Concurrently, the Administration entered into negotiations to legislatively authorize the Green Chemistry Initiative. Two bills emerged in August of 2008.

Enacting Legislation

The formal authorization occurred when the Governor signed Assembly Bill 1879 (Feuer) in September of 2008. This bill required the DTSC, among other provisions, to adopt regulations and establish a process by which chemicals or chemical ingredients in products may be identified and prioritized for consideration as being “chemicals of concern.” The author stated that the bill represented a “balanced, science-based approach to addressing the danger of hazardous chemicals contained in consumer products.” Furthermore, supporters stated that the bill provided an open and transparent process by which the DTSC, and not the Legislature, would make decisions about how to regulate consumer products.

A companion measure was Senate Bill 509 (Simitian). The legislation required the DTSC to establish a Toxics Information Clearinghouse. This Clearinghouse will be an Internet-based system by which hazard trait and environmental data will be collected, maintained and distributed.

These bills received broad based support. Environmental and public health organizations supported the over-arching goal of regulating chemical products. A number of industry organizations tacitly supported the measures because they preferred to negotiate the regulation of chemicals through the regulatory process rather than through the legislative process. In addition, SB 509 contained exemptions for certain consumer products.

Green Chemistry Initiative Final Report

Last December, the DTSC released its final report and made six policy recommendations. Two of these recommendations encompassed AB 1879 and SB 509. These recommendations were:

  • Expand Pollution Prevention to assist California businesses to lead the world in greener design and production.

[Stored data entries]
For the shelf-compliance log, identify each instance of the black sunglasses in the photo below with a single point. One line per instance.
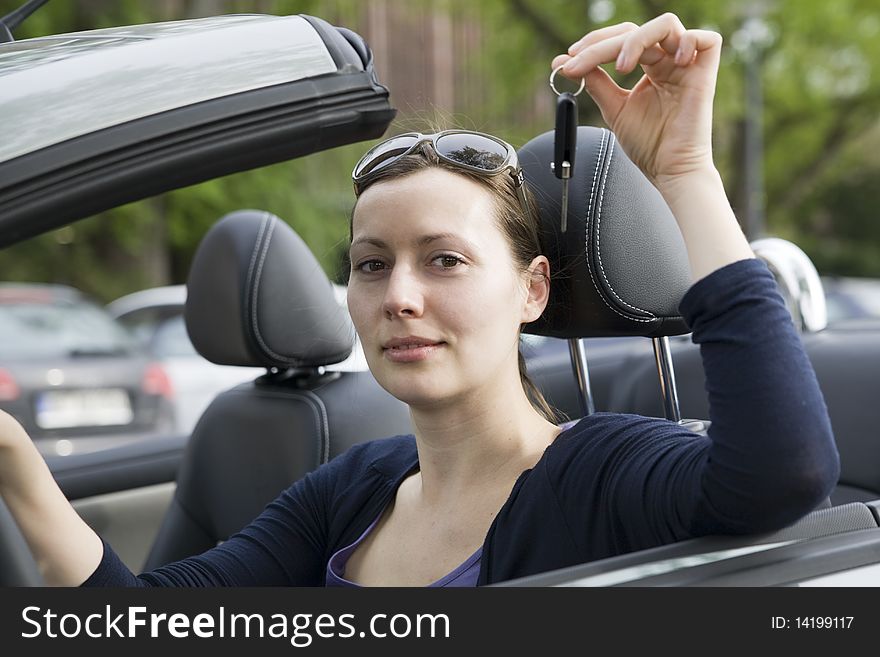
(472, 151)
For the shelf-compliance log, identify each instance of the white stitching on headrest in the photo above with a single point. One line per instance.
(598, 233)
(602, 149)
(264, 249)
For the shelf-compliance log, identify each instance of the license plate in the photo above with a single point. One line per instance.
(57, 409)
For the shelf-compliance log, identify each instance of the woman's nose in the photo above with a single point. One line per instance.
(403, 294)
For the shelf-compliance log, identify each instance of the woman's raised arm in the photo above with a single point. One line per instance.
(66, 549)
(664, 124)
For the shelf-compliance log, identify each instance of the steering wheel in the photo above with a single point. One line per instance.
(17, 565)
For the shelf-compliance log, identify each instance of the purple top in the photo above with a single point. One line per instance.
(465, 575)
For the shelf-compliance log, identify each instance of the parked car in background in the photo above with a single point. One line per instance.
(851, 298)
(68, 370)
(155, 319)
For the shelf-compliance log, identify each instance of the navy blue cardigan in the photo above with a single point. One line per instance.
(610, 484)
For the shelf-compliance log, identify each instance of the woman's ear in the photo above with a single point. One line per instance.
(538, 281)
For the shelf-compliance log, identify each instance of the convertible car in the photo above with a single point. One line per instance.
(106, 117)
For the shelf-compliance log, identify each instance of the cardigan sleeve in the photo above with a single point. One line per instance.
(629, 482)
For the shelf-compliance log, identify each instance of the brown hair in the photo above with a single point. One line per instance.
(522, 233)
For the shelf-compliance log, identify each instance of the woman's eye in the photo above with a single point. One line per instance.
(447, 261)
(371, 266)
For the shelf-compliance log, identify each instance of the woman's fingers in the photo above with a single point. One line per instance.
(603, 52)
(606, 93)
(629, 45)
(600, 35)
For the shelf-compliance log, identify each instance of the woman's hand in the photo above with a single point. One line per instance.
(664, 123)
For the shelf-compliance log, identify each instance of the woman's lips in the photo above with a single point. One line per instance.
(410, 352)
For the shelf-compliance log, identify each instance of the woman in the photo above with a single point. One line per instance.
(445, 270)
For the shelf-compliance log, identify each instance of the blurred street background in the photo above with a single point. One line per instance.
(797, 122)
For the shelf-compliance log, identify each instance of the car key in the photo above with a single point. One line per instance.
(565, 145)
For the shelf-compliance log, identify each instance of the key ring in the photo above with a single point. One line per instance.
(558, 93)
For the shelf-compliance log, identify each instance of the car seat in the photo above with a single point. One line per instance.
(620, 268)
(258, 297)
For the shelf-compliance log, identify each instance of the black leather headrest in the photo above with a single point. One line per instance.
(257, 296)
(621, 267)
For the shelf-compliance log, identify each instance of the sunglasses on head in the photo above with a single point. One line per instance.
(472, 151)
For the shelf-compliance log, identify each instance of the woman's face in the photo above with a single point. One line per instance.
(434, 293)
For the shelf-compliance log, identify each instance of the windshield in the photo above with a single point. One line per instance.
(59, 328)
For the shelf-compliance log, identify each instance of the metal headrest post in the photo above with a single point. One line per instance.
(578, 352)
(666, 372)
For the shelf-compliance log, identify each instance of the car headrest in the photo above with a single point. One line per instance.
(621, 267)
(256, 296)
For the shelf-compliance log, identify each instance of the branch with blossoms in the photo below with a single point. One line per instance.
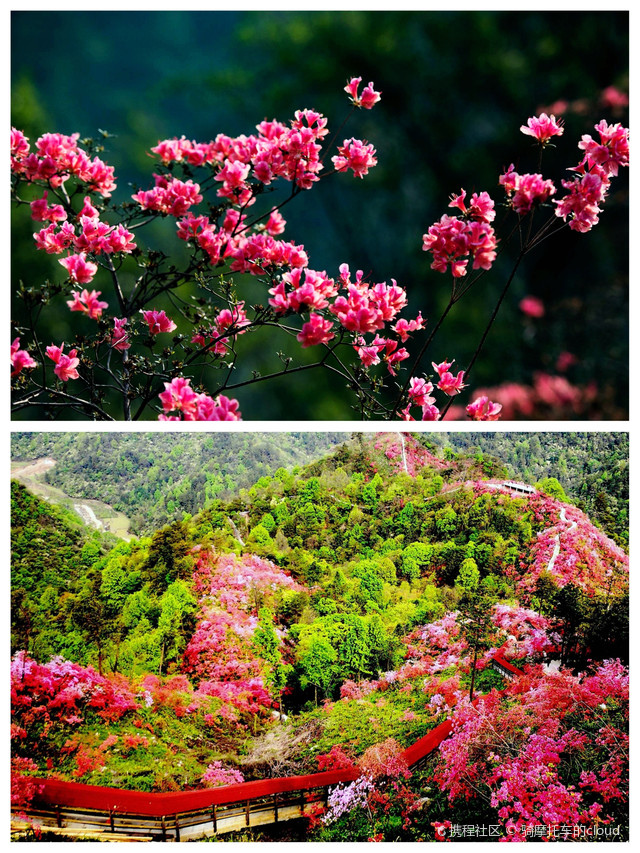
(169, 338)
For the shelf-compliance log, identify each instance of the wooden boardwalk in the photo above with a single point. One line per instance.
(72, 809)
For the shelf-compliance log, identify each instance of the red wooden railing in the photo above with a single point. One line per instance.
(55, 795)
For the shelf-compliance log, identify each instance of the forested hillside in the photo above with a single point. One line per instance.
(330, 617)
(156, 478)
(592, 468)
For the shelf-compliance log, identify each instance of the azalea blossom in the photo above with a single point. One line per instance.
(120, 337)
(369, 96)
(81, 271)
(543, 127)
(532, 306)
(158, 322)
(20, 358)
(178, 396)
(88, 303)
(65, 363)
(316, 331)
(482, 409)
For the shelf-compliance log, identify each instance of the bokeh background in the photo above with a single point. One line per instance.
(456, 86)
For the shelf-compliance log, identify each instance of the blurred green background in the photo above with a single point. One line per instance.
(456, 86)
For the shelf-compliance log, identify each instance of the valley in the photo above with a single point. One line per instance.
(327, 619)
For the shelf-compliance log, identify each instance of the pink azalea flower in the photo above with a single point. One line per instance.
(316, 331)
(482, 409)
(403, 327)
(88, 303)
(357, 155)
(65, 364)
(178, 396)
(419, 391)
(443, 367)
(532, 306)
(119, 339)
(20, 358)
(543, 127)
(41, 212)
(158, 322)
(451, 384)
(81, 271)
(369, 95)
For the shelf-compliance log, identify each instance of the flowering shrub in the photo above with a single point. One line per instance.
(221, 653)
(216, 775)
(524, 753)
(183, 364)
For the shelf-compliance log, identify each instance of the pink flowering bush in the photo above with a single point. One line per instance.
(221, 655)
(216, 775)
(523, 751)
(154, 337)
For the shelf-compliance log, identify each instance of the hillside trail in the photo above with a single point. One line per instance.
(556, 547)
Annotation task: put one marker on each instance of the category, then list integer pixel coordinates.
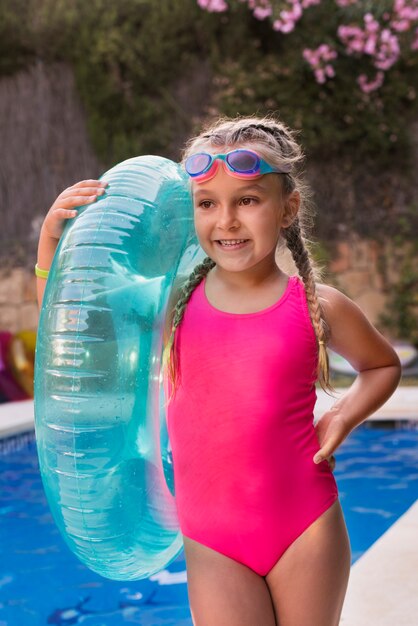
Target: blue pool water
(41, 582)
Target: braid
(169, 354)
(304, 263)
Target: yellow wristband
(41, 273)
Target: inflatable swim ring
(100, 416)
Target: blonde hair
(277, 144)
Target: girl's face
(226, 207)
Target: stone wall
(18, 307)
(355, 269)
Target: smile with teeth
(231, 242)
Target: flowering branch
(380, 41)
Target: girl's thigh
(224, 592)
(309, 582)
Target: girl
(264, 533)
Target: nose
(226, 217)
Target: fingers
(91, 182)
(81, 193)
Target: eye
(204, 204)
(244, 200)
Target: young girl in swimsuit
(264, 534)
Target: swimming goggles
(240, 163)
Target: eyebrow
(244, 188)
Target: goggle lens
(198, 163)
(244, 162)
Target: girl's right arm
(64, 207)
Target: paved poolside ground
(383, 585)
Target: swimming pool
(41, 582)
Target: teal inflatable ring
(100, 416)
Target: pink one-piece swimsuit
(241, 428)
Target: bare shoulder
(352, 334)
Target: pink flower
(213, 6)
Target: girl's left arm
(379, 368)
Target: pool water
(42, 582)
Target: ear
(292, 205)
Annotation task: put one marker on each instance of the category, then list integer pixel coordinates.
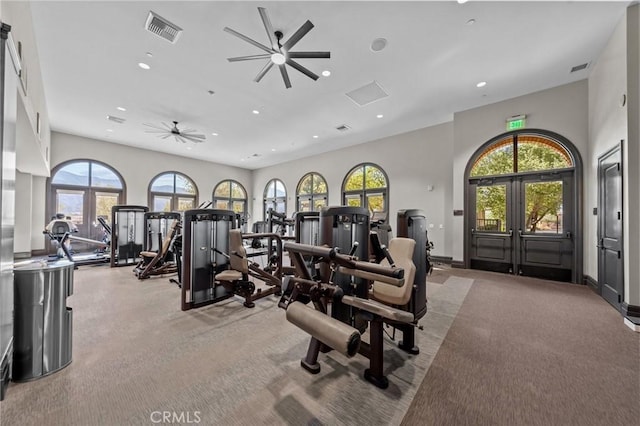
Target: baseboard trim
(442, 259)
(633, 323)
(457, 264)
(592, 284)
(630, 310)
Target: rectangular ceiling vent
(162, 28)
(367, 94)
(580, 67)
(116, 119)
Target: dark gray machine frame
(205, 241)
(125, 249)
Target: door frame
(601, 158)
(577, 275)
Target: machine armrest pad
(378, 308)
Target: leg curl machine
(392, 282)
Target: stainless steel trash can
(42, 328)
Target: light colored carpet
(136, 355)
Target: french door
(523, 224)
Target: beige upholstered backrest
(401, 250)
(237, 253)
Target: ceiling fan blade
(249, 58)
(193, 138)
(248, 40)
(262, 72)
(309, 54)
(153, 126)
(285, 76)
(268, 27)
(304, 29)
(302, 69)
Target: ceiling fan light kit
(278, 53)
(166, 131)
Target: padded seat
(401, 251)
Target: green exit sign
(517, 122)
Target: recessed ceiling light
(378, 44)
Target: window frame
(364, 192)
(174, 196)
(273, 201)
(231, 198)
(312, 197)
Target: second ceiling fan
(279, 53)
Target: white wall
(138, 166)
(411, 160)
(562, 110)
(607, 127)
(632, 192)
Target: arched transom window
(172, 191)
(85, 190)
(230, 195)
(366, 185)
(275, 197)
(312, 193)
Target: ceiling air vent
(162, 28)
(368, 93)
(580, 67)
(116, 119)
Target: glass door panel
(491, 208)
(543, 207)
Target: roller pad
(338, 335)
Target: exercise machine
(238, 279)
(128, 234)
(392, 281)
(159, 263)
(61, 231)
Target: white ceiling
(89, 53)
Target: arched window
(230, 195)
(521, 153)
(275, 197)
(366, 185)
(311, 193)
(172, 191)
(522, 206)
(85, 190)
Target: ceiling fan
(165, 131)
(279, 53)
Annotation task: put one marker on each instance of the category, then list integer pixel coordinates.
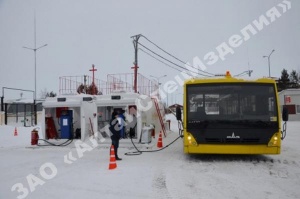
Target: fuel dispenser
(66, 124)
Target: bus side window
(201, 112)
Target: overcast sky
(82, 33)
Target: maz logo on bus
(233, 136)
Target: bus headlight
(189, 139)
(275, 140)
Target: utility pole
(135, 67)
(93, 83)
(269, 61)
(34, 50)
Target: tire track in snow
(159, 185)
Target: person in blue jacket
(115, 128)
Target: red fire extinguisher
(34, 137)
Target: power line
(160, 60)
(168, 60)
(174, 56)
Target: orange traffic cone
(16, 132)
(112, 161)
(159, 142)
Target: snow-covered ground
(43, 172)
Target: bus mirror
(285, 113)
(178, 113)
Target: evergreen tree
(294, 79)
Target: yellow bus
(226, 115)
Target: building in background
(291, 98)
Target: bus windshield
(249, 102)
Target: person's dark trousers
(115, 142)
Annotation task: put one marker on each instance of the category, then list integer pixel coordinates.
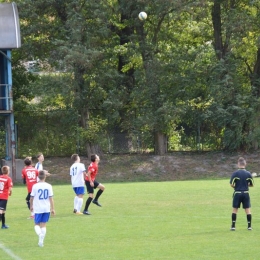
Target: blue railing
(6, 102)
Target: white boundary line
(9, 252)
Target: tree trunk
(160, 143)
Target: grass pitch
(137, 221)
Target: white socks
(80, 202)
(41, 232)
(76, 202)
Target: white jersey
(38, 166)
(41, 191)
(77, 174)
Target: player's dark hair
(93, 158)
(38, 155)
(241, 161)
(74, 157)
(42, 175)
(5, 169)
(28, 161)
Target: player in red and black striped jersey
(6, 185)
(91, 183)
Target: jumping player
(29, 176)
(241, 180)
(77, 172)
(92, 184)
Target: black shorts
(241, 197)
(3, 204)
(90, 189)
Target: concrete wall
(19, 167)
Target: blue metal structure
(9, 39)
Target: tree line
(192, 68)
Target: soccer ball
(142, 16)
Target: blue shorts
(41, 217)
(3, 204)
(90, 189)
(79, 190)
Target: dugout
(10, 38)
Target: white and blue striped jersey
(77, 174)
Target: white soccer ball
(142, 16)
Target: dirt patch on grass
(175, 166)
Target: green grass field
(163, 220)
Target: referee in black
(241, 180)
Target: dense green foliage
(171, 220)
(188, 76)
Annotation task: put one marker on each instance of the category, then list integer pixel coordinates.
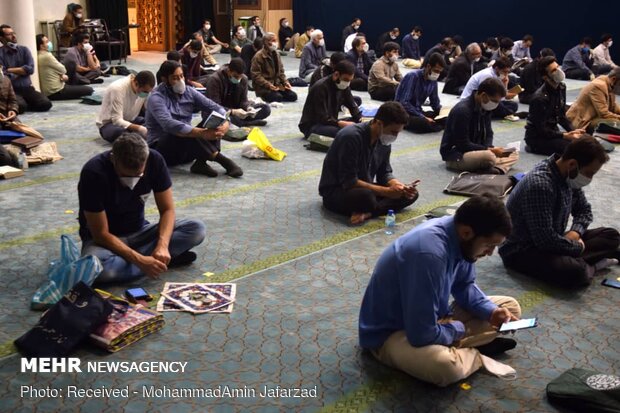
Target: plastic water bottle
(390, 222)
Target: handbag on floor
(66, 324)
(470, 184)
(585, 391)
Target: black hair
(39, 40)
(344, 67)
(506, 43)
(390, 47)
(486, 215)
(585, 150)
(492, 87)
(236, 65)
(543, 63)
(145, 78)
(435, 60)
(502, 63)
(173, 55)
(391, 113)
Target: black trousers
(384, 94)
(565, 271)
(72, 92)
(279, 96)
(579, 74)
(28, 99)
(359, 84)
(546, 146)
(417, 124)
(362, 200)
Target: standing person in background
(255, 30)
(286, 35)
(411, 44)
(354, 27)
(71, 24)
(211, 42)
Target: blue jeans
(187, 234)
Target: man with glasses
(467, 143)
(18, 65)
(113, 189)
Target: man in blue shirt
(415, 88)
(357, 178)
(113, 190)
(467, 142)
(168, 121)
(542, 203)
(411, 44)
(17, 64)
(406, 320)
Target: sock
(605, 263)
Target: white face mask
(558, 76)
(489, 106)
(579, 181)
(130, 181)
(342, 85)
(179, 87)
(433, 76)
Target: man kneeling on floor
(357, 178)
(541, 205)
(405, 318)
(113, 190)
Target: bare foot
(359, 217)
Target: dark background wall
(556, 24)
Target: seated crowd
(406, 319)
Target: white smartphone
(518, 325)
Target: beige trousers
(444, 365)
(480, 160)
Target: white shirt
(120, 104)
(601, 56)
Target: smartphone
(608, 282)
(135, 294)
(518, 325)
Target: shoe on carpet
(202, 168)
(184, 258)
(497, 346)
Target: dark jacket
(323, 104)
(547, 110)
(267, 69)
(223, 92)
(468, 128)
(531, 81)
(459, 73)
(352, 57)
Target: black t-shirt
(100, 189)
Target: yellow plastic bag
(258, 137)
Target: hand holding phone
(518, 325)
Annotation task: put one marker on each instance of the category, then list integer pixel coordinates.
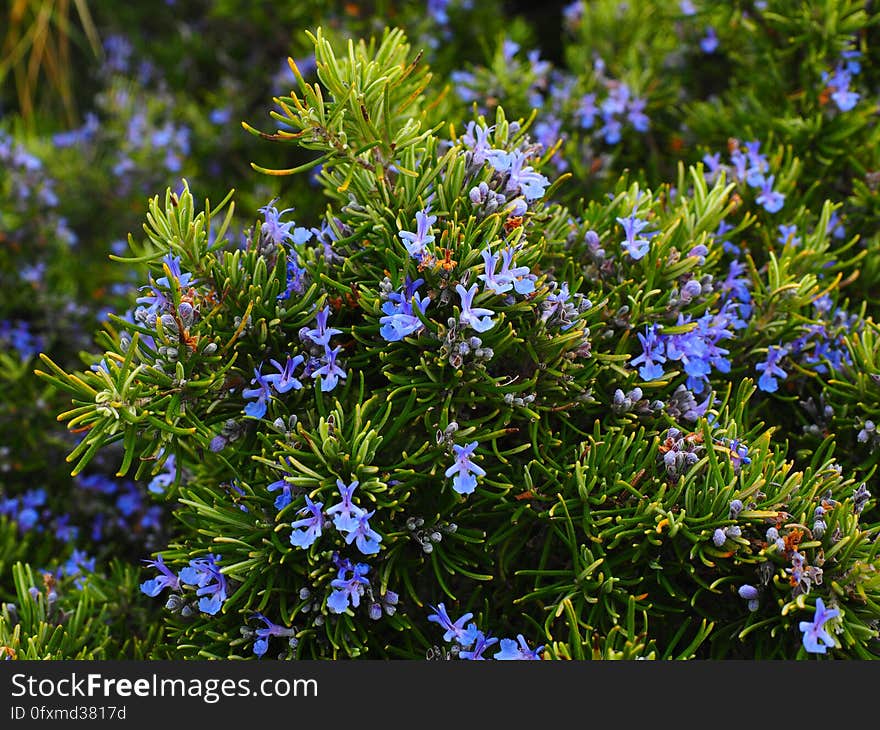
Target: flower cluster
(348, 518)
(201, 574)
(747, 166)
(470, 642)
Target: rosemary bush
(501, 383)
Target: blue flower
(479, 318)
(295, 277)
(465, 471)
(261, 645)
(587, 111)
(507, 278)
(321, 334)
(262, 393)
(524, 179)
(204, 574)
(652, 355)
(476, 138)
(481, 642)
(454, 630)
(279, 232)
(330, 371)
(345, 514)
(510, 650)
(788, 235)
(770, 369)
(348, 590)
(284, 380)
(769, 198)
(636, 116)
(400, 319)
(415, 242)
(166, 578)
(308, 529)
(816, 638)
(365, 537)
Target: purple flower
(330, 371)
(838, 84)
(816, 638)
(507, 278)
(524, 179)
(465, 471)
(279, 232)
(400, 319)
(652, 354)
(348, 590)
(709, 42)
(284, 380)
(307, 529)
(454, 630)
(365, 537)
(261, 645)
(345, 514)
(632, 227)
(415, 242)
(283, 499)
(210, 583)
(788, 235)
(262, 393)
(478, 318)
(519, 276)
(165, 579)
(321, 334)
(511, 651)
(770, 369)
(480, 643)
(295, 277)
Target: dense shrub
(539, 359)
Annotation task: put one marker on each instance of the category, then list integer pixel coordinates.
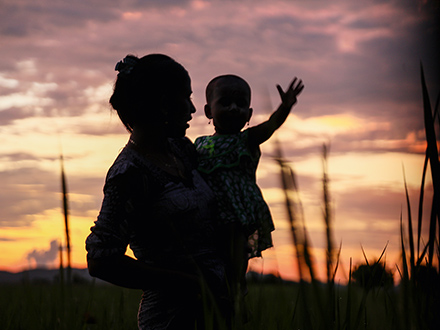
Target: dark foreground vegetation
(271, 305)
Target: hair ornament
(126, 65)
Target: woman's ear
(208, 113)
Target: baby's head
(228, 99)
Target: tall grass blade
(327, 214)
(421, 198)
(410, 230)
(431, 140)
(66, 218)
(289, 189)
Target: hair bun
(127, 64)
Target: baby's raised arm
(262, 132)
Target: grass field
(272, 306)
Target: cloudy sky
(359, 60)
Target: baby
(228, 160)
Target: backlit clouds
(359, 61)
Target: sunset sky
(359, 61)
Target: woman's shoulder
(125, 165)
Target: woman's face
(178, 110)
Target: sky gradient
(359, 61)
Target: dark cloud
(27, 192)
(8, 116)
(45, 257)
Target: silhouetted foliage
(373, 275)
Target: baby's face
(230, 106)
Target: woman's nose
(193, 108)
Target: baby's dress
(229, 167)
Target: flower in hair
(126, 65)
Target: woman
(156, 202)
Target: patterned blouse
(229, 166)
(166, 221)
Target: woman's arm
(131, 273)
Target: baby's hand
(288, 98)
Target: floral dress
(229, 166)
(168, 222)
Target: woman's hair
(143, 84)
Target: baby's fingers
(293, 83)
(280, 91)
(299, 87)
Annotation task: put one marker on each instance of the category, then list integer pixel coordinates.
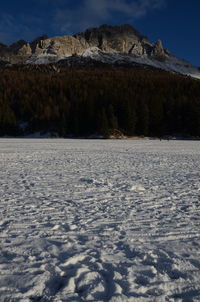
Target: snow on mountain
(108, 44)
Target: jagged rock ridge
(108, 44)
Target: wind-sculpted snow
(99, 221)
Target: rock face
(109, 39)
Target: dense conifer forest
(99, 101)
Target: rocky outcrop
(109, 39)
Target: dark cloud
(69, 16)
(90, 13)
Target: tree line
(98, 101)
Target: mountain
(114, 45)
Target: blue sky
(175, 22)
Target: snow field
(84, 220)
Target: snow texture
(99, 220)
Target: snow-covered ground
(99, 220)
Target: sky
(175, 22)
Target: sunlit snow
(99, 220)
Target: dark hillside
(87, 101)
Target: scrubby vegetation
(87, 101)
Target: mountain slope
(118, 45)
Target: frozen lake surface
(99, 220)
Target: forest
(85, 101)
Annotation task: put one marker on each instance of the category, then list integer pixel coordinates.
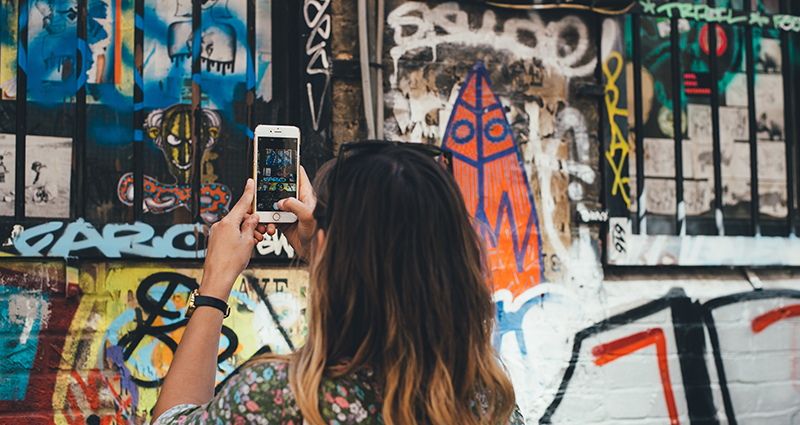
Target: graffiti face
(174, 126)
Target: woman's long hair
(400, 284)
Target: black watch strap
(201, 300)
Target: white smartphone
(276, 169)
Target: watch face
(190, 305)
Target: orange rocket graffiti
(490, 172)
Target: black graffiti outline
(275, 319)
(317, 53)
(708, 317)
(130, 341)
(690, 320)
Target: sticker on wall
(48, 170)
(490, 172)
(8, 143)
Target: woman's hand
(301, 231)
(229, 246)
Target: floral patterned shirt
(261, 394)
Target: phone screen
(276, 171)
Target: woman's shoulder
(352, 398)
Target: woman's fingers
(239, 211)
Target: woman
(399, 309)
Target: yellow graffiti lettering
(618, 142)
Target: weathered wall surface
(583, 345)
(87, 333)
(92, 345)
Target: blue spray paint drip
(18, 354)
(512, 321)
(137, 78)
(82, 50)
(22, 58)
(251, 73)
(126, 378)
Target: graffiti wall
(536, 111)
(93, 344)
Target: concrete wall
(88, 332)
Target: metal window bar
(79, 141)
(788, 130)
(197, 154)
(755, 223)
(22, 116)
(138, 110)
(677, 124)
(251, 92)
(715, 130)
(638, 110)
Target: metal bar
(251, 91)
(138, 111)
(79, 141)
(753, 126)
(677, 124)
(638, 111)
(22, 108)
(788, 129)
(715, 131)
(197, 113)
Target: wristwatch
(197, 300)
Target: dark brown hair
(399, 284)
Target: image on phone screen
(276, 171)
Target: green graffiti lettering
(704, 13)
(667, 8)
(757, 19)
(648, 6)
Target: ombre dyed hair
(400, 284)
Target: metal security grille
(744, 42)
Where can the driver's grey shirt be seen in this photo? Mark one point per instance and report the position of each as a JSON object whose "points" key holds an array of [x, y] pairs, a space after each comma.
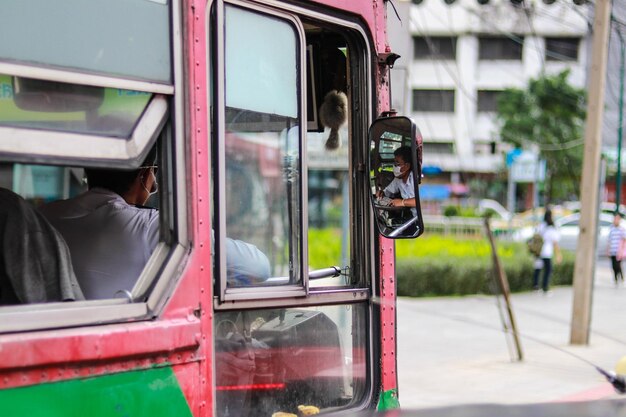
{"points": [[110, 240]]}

= TASK GOAL =
In the passage about California's green chemistry laws, what did Senate Bill 509 require the DTSC to establish? Rely only on the passage about California's green chemistry laws.

= THE COMPLETED TASK =
A Toxics Information Clearinghouse.